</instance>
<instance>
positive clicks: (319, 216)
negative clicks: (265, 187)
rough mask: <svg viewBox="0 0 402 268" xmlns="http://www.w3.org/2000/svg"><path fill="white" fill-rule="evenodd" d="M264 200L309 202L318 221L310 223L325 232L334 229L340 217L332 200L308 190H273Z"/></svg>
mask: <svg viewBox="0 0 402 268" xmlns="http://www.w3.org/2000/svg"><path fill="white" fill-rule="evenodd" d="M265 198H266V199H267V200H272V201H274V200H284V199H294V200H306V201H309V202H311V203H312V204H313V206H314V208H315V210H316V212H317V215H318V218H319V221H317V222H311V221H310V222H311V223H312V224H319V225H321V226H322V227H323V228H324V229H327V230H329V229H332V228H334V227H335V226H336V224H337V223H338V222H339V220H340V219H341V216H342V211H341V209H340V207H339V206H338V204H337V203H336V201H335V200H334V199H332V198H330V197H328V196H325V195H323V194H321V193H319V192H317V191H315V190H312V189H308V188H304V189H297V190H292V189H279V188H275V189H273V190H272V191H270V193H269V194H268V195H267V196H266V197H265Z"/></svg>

—————

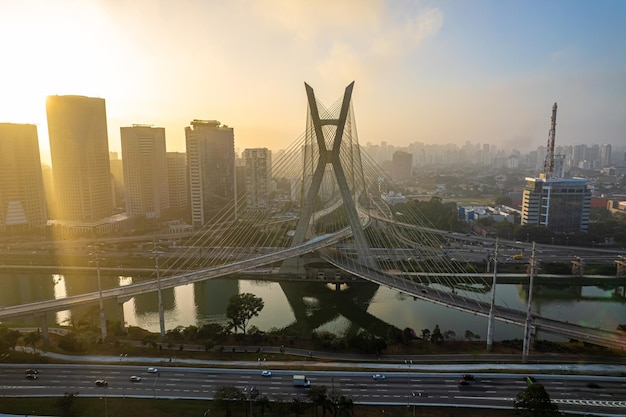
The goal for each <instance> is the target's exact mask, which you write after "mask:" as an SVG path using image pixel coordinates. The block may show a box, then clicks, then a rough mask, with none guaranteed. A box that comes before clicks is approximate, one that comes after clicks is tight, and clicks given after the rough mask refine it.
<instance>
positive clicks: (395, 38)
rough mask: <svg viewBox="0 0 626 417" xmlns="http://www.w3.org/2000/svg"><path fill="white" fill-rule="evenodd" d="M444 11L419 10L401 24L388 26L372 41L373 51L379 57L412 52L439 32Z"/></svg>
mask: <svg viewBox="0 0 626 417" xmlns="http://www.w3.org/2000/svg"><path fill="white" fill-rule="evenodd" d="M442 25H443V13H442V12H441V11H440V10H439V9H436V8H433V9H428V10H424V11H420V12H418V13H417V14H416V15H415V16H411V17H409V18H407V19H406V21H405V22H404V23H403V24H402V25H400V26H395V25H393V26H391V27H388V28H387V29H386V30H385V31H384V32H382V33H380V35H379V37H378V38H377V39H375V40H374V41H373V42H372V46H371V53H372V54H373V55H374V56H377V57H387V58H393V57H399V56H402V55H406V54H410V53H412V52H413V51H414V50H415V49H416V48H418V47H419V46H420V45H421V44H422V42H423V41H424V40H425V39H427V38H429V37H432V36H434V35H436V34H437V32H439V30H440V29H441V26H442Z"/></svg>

—————

Action item: How many lines above contain the string "rough"? Reply with the number alone.

Solution to this task: 3